- [AIM]
Show every line in the entries below that contains the word "bowl", copied without changes.

========================================================================

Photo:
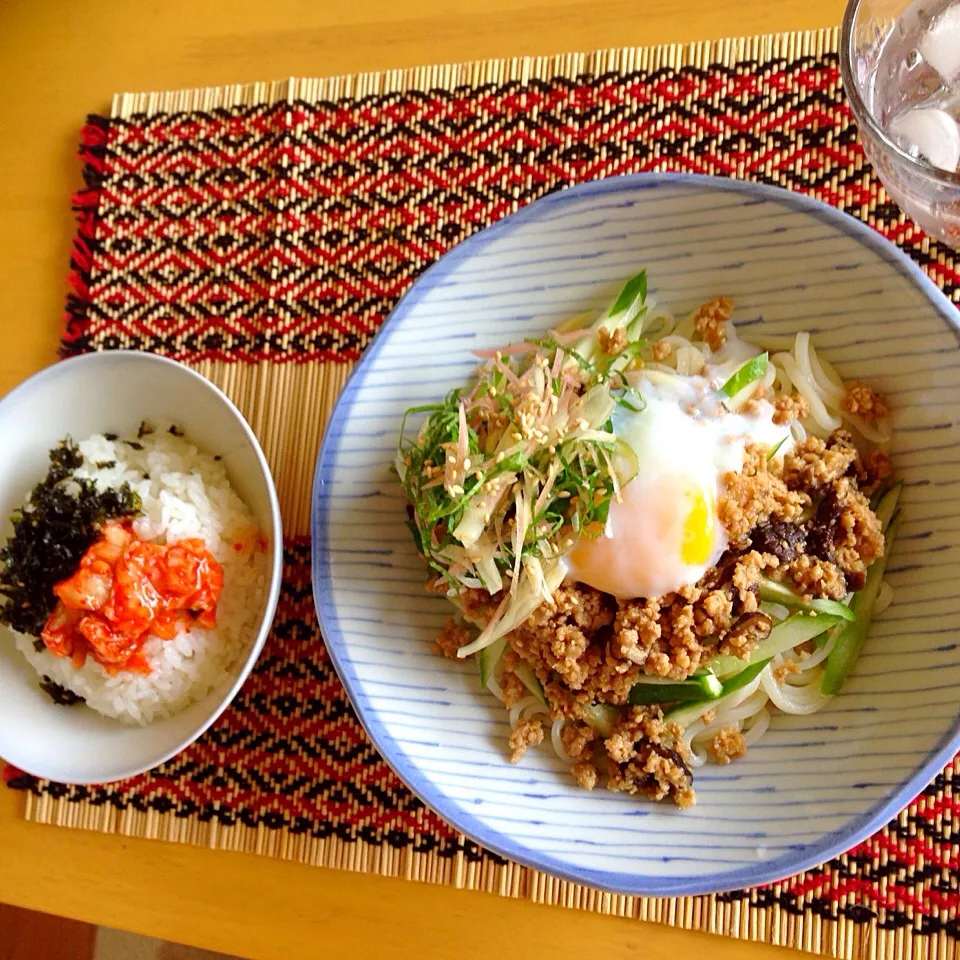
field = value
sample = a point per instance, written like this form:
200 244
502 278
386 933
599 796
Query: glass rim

========================================================================

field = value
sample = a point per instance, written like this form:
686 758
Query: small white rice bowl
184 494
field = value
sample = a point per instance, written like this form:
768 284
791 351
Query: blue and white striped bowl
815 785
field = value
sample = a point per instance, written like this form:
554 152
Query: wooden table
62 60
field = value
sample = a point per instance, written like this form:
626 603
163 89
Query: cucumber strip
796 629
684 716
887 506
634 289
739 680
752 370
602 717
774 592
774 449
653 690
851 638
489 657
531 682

========================================================================

- [COMPLETED EXERCISE]
Query: small white rice bowl
Query: blue and white striped bowl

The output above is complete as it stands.